Stored items from a collection:

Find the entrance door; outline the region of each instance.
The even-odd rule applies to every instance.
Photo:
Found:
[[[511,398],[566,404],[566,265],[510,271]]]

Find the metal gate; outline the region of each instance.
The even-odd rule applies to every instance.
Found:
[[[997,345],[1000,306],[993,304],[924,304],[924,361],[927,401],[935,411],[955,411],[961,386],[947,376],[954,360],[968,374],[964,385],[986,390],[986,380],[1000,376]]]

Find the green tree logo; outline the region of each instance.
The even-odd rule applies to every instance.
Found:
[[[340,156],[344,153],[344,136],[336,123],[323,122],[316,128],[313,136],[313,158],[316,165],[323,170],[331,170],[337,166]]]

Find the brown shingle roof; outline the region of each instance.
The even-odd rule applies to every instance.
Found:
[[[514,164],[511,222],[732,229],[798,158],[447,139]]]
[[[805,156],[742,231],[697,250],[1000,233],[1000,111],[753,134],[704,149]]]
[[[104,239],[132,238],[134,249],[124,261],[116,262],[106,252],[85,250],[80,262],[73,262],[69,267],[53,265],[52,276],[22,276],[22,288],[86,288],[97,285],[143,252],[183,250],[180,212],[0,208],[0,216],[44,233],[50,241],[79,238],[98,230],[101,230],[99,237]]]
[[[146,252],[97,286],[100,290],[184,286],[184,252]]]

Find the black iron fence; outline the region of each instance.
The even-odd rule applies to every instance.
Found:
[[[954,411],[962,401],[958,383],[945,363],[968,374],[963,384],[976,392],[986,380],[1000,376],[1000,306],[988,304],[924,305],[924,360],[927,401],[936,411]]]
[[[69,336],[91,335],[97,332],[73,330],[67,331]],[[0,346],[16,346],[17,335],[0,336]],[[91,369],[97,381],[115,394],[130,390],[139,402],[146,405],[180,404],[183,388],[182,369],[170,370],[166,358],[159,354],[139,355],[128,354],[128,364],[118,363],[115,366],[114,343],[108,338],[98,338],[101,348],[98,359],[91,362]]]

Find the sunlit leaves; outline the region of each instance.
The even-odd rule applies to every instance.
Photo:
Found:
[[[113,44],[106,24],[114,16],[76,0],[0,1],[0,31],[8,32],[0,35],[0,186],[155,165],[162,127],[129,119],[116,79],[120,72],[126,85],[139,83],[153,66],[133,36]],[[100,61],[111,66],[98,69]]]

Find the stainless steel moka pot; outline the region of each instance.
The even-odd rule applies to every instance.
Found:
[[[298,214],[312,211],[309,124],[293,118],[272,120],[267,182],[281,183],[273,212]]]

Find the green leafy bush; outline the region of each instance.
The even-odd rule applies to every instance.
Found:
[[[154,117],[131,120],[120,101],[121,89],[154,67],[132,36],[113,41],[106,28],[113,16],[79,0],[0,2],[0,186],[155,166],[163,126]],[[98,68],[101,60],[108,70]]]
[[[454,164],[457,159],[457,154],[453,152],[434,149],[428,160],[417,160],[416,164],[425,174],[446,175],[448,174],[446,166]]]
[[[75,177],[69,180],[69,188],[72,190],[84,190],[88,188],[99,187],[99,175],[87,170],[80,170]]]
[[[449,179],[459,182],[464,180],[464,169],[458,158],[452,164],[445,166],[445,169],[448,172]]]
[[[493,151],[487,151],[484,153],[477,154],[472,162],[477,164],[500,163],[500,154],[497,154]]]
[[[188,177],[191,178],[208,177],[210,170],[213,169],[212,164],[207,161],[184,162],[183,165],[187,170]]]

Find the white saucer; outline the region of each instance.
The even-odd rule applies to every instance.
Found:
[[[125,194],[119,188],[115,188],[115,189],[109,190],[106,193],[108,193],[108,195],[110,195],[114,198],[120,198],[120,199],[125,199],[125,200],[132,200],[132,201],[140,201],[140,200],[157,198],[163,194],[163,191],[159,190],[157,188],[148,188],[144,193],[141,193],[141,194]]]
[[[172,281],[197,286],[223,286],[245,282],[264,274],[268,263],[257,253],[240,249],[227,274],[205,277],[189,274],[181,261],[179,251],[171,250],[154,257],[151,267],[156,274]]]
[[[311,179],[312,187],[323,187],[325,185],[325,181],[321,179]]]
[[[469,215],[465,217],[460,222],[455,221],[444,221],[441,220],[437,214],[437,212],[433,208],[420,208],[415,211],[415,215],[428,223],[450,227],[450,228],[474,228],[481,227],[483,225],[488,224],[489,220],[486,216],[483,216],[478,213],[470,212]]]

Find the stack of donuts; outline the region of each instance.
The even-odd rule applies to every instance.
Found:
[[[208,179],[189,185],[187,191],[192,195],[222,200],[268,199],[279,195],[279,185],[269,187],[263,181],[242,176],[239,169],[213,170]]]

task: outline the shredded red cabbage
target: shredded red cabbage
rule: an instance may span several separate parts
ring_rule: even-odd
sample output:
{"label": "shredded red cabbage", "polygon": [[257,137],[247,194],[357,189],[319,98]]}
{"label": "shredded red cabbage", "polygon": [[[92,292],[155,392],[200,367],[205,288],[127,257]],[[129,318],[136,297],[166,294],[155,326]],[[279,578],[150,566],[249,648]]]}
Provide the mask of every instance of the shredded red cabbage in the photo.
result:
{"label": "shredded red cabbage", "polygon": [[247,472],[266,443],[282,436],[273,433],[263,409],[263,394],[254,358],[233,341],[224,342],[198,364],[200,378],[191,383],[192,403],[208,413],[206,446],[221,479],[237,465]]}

== ASSIGNMENT ==
For the data above, give the number of lines in which the word "green" appears, and nothing more.

== SOLUTION ==
2